- _Input data_
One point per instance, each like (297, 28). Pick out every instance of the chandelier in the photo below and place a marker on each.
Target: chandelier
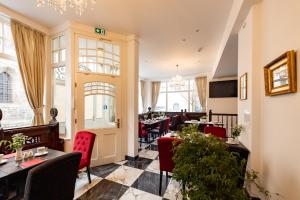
(61, 5)
(177, 81)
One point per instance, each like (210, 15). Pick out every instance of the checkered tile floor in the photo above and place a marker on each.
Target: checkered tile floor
(128, 180)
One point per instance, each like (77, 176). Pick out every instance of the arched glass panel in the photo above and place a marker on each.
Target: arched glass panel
(98, 56)
(99, 105)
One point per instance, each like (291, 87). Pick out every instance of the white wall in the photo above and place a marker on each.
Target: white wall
(272, 28)
(221, 105)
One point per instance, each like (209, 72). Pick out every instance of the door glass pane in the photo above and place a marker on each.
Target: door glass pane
(99, 105)
(177, 101)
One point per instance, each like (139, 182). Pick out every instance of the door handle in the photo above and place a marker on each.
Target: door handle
(118, 123)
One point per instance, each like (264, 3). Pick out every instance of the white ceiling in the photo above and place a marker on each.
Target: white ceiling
(160, 24)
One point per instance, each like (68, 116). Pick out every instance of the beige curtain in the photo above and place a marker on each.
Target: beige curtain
(201, 83)
(30, 50)
(155, 94)
(143, 94)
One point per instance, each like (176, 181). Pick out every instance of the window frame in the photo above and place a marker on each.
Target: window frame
(189, 91)
(62, 82)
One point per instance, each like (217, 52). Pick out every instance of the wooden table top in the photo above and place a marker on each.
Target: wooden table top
(153, 121)
(200, 122)
(12, 167)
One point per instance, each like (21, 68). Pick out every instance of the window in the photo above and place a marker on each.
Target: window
(99, 57)
(174, 99)
(13, 100)
(5, 88)
(59, 81)
(141, 110)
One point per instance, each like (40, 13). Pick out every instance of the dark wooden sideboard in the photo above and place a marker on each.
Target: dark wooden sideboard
(41, 135)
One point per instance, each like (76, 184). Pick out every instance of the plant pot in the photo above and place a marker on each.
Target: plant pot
(19, 154)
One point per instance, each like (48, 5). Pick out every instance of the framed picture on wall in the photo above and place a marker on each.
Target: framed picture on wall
(280, 75)
(244, 87)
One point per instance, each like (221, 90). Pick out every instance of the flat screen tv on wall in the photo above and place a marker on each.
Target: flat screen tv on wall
(223, 89)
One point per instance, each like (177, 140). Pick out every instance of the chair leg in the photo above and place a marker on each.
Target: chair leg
(160, 181)
(89, 173)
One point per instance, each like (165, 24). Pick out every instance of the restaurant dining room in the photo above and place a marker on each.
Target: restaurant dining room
(149, 100)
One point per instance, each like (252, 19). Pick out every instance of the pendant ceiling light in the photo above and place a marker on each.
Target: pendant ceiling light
(61, 5)
(177, 81)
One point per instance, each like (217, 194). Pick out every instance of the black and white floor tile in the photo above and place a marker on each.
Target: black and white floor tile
(128, 180)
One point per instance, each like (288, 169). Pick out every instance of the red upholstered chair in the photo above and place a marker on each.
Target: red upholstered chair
(216, 131)
(168, 120)
(84, 142)
(165, 154)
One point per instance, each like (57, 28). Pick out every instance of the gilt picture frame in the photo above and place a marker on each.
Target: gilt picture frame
(244, 87)
(280, 75)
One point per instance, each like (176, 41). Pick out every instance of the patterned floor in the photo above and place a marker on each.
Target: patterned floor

- _Directions for this task_
Working down the entries above, count each line in which "patterned" occurs, and state only the resulting number.

- _Your solution_
2